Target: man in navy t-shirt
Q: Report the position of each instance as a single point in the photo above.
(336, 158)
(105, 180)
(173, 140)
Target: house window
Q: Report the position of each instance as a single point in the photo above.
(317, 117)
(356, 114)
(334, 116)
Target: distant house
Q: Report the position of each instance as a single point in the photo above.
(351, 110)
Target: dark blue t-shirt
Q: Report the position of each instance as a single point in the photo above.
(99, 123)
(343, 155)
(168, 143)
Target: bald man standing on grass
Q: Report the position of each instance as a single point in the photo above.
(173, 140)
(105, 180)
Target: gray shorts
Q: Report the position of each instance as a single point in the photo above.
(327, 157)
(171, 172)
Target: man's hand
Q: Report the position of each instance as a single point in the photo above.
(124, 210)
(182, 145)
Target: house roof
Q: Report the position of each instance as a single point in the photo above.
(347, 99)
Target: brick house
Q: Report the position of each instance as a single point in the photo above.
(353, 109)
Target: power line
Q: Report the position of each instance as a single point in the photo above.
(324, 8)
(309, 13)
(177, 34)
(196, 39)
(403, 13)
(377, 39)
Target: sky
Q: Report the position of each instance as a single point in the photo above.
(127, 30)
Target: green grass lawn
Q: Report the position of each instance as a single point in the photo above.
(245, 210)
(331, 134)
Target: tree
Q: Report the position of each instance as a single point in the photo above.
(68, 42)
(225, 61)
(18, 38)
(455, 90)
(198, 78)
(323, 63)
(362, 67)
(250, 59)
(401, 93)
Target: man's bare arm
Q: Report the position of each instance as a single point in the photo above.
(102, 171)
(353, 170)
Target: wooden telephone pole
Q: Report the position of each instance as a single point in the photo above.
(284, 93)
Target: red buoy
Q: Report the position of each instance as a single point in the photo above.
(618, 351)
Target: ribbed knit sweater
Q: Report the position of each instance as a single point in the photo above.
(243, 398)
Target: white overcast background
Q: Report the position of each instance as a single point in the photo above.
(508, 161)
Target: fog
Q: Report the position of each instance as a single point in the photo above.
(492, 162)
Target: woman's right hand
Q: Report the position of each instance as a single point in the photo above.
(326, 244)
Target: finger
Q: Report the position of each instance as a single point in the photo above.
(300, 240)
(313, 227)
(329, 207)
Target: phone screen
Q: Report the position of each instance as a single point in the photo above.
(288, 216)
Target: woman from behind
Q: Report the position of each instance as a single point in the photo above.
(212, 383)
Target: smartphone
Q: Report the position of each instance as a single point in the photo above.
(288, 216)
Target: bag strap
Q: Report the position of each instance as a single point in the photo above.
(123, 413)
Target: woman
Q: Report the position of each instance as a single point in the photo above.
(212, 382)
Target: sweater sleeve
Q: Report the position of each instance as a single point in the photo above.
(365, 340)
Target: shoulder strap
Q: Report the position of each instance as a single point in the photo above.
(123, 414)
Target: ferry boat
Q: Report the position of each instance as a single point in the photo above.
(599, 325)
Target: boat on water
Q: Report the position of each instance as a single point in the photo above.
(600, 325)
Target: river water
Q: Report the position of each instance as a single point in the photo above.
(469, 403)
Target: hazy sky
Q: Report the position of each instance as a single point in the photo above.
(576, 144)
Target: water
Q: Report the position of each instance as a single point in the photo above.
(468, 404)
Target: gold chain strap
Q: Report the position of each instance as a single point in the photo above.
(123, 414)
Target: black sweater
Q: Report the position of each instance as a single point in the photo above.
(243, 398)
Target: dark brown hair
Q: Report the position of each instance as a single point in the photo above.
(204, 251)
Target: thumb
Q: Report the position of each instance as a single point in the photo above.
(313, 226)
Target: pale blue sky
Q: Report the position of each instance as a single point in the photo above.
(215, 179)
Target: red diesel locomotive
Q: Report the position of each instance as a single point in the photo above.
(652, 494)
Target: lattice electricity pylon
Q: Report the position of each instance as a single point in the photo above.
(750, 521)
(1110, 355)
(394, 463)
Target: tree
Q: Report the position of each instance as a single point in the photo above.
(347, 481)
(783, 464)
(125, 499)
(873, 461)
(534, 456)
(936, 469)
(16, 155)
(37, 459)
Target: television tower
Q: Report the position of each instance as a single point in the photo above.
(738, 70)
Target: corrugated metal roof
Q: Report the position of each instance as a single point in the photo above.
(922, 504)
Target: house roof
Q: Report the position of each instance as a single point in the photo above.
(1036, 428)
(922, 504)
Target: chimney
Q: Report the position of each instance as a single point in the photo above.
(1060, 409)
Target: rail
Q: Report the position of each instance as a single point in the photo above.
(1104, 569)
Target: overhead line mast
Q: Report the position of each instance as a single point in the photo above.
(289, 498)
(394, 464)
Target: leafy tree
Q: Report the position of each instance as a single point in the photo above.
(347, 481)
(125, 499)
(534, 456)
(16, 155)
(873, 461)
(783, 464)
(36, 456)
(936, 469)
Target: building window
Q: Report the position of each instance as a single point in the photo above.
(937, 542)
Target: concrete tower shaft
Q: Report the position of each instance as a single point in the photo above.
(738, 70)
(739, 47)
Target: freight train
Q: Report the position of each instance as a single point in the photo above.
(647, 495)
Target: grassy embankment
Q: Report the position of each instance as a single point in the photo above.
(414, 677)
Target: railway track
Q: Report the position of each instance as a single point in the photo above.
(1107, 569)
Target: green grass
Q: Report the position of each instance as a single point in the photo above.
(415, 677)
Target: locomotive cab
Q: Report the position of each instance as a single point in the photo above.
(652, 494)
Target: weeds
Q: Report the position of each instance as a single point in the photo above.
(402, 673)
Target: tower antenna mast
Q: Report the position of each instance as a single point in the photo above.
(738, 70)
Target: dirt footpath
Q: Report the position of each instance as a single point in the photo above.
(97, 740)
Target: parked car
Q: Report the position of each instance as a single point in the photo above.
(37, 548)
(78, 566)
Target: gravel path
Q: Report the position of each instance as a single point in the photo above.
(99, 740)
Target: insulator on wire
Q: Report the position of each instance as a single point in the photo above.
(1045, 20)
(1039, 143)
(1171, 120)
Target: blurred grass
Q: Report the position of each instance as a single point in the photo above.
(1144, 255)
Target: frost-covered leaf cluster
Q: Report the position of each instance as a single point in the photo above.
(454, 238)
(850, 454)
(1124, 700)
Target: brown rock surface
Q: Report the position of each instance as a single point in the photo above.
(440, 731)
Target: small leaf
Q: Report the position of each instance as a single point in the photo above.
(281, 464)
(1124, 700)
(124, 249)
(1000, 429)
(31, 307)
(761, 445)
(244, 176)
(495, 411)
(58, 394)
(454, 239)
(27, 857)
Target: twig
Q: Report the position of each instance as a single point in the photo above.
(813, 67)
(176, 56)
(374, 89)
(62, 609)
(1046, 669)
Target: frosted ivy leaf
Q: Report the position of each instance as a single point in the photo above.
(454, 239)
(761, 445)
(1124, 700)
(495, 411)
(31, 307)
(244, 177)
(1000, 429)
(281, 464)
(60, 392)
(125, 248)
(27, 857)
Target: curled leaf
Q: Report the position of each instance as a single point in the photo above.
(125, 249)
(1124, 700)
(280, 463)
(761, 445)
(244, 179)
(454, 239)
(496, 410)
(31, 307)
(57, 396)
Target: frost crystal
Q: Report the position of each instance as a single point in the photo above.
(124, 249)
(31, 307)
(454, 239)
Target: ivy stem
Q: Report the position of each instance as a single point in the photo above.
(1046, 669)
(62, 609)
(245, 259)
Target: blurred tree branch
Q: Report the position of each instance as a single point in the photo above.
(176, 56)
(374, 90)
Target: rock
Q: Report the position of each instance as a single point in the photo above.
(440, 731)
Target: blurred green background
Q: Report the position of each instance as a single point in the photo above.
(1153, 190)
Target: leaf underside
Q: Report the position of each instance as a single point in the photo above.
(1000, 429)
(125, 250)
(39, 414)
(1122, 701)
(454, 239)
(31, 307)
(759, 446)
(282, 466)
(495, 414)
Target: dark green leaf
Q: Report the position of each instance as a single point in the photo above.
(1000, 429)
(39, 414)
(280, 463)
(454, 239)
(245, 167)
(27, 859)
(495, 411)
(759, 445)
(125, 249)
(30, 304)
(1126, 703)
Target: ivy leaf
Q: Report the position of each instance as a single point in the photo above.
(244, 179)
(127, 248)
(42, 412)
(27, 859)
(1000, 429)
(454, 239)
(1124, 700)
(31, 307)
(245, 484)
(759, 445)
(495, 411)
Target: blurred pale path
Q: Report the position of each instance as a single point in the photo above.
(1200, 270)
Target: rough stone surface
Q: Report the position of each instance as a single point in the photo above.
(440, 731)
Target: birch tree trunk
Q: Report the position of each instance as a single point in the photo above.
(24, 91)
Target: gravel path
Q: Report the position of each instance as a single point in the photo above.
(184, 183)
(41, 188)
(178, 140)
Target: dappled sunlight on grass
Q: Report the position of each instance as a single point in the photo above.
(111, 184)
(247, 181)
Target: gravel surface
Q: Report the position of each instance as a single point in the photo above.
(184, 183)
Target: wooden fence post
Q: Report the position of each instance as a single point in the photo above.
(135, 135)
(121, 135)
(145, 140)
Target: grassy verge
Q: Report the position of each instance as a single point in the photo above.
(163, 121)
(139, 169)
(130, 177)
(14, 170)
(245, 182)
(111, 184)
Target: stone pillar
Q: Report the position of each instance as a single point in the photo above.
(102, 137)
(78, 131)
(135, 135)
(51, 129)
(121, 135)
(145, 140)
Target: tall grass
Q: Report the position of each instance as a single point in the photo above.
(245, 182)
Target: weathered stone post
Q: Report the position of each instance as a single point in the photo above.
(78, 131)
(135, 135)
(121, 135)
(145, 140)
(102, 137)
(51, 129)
########
**Given problem**
Send back exactly the lines from the line with "Target: dark green leaf" through the end of the records.

**Correct output**
Target: dark green leaf
Q: Report the position of each instance as a single point in the photo above.
(1000, 429)
(39, 414)
(280, 463)
(454, 239)
(245, 167)
(27, 859)
(495, 411)
(759, 445)
(125, 249)
(30, 304)
(1126, 703)
Target: ivy leaf
Q: Report the position of each instance as a single point in the photo above.
(244, 179)
(127, 248)
(42, 412)
(27, 859)
(1000, 429)
(454, 239)
(1124, 700)
(31, 307)
(245, 484)
(759, 445)
(495, 411)
Target: blurred pale path
Q: Report the position of each instance as a single point in the photo above.
(1200, 270)
Target: rough stone surface
Q: Report the position of each instance as a single point in the photo above.
(440, 731)
Target: birch tree trunk
Q: Report the position of each instance as a single point in the photo above.
(24, 91)
Target: gravel path
Q: Report the position of each instance as a single point in the photo above.
(184, 183)
(41, 188)
(178, 140)
Target: dappled sunlight on grass
Q: Report the position of each instance as a single point in the photo above.
(111, 184)
(247, 181)
Target: gravel surface
Q: Report the position of each instance as a single point in the photo above.
(184, 183)
Target: wooden fence post
Q: Report the position of each instance as a single point in the photo above.
(135, 135)
(121, 135)
(145, 140)
Target: grassy verge
Q: Report the position of each instance as a single point in the photo above.
(163, 121)
(139, 169)
(130, 177)
(14, 170)
(245, 182)
(111, 184)
Target: stone pillar
Q: Report the position of each instance as a single point in the photo above.
(102, 137)
(78, 131)
(135, 135)
(51, 129)
(121, 135)
(145, 140)
Target: tall grass
Q: Report the position of each instance as a single point in the photo above.
(245, 182)
Target: weathered stone post
Q: Report the position of each instance as a single point in the photo above.
(78, 131)
(135, 135)
(121, 135)
(145, 140)
(102, 137)
(51, 129)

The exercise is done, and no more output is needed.